> [About this task]
Exactly those lines from the one with "phrase -- eroded rock ledge" through the end of the listing below must be returned, and nothing else.

> [Records for the exercise]
◆ ◆ ◆

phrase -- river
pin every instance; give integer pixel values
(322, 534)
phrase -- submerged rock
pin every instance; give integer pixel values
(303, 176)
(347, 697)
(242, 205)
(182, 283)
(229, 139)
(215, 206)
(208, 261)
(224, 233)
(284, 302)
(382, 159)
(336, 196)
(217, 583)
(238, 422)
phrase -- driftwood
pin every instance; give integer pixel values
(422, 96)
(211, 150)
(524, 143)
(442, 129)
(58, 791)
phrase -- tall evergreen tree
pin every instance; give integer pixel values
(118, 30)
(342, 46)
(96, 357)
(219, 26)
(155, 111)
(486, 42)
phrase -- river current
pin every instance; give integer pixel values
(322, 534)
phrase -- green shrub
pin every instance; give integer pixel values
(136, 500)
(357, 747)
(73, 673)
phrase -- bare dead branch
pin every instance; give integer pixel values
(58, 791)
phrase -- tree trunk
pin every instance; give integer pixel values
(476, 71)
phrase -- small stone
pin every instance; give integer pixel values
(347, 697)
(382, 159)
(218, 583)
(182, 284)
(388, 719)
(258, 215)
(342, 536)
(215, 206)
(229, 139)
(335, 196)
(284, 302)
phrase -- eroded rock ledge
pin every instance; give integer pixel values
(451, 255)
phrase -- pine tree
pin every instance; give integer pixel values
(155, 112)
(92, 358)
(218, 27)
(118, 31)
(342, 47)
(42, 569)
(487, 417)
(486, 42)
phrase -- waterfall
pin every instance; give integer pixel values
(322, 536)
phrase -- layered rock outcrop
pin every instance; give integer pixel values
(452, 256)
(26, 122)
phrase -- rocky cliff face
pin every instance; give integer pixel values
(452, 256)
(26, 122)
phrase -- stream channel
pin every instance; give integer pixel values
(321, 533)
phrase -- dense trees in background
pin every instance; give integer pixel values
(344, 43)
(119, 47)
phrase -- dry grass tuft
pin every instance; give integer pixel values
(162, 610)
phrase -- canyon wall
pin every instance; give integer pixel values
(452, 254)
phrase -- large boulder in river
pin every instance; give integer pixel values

◆ ◆ ◆

> [Response area]
phrase -- eroded rock ledge
pin every instance; give integer pixel values
(451, 255)
phrase -- pine tree
pin every instance; give integer pixel values
(155, 112)
(92, 358)
(218, 27)
(118, 31)
(342, 47)
(42, 569)
(487, 417)
(486, 42)
phrase -- waterfall
pin every instance; give integer pixel values
(322, 536)
phrase -- layered rock outcrop
pin every instance; give integer pixel values
(452, 256)
(26, 122)
phrase -- rocky cliff face
pin every instance; give integer pixel values
(452, 256)
(26, 122)
phrase -- stream channel
pin every instance; give integer pixel values
(321, 533)
phrase -- dense trees in background
pin every instance; give integer pixel values
(344, 43)
(119, 47)
phrase -- dry grass tuft
pin every instance; give integer pixel values
(162, 610)
phrase -- canyon wall
pin every instance; give integer pixel values
(452, 254)
phrase -- large boulder in river
pin every instance; give integer pixel values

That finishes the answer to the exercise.